Date: Sun, 28 Mar 2021 16:56:55 -0400
Thanks - that was exactly my thoughts, and I missed it when Corentin tried to correct me. All clear now, although is the reference to Raw string literals still useful, or more likely to lead to folks like me mid reading too quickly, and getting confused?
I believe there would be no cha he of behavior if we strike the “except” that can no longer occur. I agree with everyone else that we should not change the status of any existing UB - that is for SG12 (and on my todo list as soon as I get some free cycles).
AlisdairM
Sent from my iPhone
> On Mar 28, 2021, at 16:27, Jens Maurer <Jens.Maurer_at_[hidden]> wrote:
>
> On 28/03/2021 22.20, Alisdair Meredith via SG16 wrote:
>> I’m still not sure I see it. The UB in [lex.phases]p2 is entirely when reverting changes
>> in raw string literals, and my understanding of this paper is the only raw string reversion
>> that remains is line splicing, and the presence of the newline character means that this
>> reversion could never produce a UCN - hence, that particular UB is no longer possible
>> as its circumstances can no longer occur.
>
> Are you talking about this sentence?
>
> "Except for splices reverted in a raw string literal, if a splice results in a
> character sequence that matches the syntax of a universal-character-name, the
> behavior is undefined."
>
> Note that it says "except for .. raw string literal", so it applies to splices
> outside of raw string literals. And there, UCNs definitely exist.
>
> Jens
>
>
>> I have no issue with the p4 UB moving into the preprocessor clause, merely wished to
>> highlight it with an editorial note or similar so that it was clear no UB was changing,
>> merely the place where it is documented is being moved, in the hope of avoiding this
>> kind of thread in a later discussion ;)

What you are asked to do:
Answer these questions about the email thread:
1. Which study group should decide on any change to the status of existing undefined behavior, according to AlisdairM?
2. According to Jens, the quoted sentence about splices applies to splices in what location?
3. To which clause is Alisdair content to see the p4 undefined behavior moved?

Records supplied:

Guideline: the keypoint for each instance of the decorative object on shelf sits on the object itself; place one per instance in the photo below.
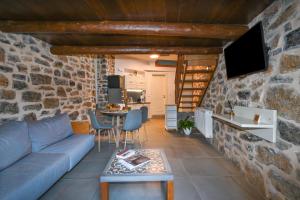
(256, 118)
(231, 109)
(171, 117)
(186, 125)
(244, 119)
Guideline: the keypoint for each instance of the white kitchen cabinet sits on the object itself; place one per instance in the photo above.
(171, 117)
(135, 80)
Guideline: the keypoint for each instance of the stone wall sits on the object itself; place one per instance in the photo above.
(36, 84)
(273, 168)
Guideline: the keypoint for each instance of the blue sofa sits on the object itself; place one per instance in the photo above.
(33, 156)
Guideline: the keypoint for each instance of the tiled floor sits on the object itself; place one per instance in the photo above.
(200, 173)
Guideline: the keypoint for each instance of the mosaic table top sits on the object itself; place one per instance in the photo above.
(158, 169)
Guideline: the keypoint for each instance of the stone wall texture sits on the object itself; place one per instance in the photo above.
(273, 168)
(35, 84)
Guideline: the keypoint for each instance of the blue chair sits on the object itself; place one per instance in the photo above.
(144, 110)
(98, 126)
(132, 123)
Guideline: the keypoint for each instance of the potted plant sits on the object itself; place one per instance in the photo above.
(186, 125)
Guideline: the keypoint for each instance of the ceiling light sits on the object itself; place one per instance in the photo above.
(154, 56)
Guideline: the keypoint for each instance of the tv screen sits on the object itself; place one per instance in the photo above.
(247, 54)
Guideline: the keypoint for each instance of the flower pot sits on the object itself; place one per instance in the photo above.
(187, 131)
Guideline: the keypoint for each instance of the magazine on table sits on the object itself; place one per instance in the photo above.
(134, 161)
(125, 153)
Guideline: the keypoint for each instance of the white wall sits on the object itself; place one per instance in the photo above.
(121, 63)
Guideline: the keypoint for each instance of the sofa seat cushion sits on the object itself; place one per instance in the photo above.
(14, 143)
(31, 176)
(75, 147)
(49, 131)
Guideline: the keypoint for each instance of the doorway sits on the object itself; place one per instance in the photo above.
(158, 94)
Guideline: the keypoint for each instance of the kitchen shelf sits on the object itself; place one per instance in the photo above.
(242, 122)
(244, 119)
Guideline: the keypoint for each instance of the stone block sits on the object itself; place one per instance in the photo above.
(58, 64)
(30, 117)
(66, 74)
(51, 103)
(282, 99)
(19, 85)
(284, 16)
(22, 67)
(59, 81)
(292, 39)
(19, 77)
(5, 69)
(41, 62)
(7, 94)
(61, 92)
(289, 132)
(74, 115)
(3, 81)
(37, 107)
(289, 63)
(34, 49)
(244, 95)
(13, 58)
(288, 188)
(281, 79)
(40, 79)
(9, 108)
(31, 96)
(2, 55)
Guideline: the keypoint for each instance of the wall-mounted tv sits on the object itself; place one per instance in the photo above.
(247, 54)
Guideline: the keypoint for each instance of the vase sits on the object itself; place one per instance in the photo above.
(187, 131)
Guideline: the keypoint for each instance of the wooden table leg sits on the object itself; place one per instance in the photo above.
(170, 190)
(118, 131)
(104, 191)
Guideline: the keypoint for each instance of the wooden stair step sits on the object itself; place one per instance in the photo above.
(190, 95)
(196, 81)
(193, 88)
(197, 71)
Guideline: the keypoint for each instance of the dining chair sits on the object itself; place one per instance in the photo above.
(132, 123)
(98, 126)
(144, 110)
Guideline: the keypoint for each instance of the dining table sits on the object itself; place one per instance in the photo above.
(116, 121)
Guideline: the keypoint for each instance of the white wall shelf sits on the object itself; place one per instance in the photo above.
(244, 119)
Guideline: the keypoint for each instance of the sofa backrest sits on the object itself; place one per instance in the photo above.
(49, 131)
(14, 142)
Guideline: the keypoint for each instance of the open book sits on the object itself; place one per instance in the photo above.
(134, 161)
(125, 154)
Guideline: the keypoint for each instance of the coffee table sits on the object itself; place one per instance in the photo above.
(158, 169)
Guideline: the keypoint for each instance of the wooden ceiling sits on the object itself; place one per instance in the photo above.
(155, 24)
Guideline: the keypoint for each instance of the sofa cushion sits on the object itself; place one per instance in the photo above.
(75, 147)
(31, 176)
(14, 142)
(48, 131)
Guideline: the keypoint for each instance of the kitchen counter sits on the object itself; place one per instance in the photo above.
(137, 103)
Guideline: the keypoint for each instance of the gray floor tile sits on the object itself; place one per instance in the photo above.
(201, 173)
(207, 167)
(219, 188)
(72, 189)
(87, 169)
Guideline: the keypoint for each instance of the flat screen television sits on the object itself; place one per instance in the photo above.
(247, 54)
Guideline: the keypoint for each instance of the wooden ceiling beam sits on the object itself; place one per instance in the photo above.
(215, 31)
(80, 50)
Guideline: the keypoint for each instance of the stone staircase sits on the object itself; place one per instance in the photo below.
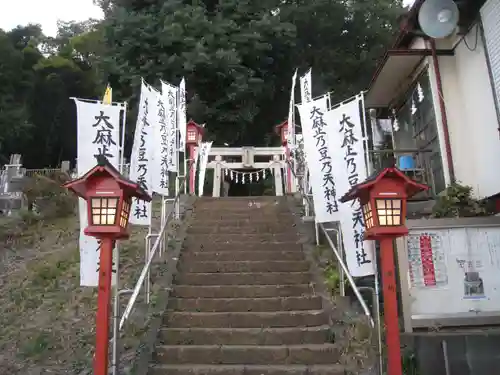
(243, 301)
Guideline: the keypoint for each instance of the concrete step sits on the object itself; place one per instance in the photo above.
(244, 266)
(228, 255)
(248, 229)
(307, 354)
(244, 336)
(241, 291)
(246, 304)
(244, 222)
(235, 238)
(250, 278)
(178, 319)
(208, 216)
(200, 245)
(330, 369)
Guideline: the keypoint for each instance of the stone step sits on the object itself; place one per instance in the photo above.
(247, 304)
(248, 229)
(250, 278)
(244, 222)
(234, 238)
(307, 354)
(330, 369)
(178, 319)
(209, 216)
(229, 255)
(241, 291)
(194, 244)
(244, 266)
(245, 336)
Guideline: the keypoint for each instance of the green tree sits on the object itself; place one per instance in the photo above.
(238, 56)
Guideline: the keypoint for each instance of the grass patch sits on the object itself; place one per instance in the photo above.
(47, 321)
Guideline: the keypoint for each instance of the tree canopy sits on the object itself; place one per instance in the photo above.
(237, 56)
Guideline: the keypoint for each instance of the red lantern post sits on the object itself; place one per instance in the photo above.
(194, 135)
(109, 198)
(282, 130)
(383, 202)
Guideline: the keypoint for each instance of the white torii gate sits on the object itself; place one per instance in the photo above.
(276, 162)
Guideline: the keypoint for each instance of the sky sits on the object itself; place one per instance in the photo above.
(48, 12)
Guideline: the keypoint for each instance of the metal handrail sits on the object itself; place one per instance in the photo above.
(152, 253)
(339, 259)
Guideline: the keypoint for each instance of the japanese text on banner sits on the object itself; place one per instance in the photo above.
(345, 134)
(169, 93)
(98, 129)
(181, 115)
(159, 172)
(318, 154)
(204, 150)
(142, 154)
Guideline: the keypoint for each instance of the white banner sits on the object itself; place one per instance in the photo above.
(318, 154)
(305, 87)
(98, 132)
(159, 172)
(142, 154)
(169, 93)
(291, 108)
(181, 116)
(202, 155)
(346, 138)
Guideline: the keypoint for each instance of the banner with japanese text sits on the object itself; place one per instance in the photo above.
(349, 168)
(318, 153)
(169, 93)
(159, 172)
(181, 115)
(291, 109)
(305, 87)
(142, 154)
(203, 151)
(98, 129)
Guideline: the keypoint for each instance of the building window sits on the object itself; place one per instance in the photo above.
(418, 130)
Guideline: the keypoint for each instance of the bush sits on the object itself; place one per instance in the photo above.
(47, 198)
(457, 201)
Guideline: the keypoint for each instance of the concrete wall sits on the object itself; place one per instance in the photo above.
(470, 109)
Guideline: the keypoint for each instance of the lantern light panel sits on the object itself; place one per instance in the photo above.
(388, 212)
(125, 213)
(191, 135)
(104, 210)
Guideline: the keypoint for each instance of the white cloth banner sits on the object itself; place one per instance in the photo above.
(98, 132)
(319, 154)
(159, 172)
(181, 116)
(291, 108)
(346, 138)
(169, 93)
(305, 87)
(142, 154)
(202, 156)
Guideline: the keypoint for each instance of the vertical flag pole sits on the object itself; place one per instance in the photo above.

Final result:
1. SG12
2. Outside of raw string literals
3. The preprocessor clause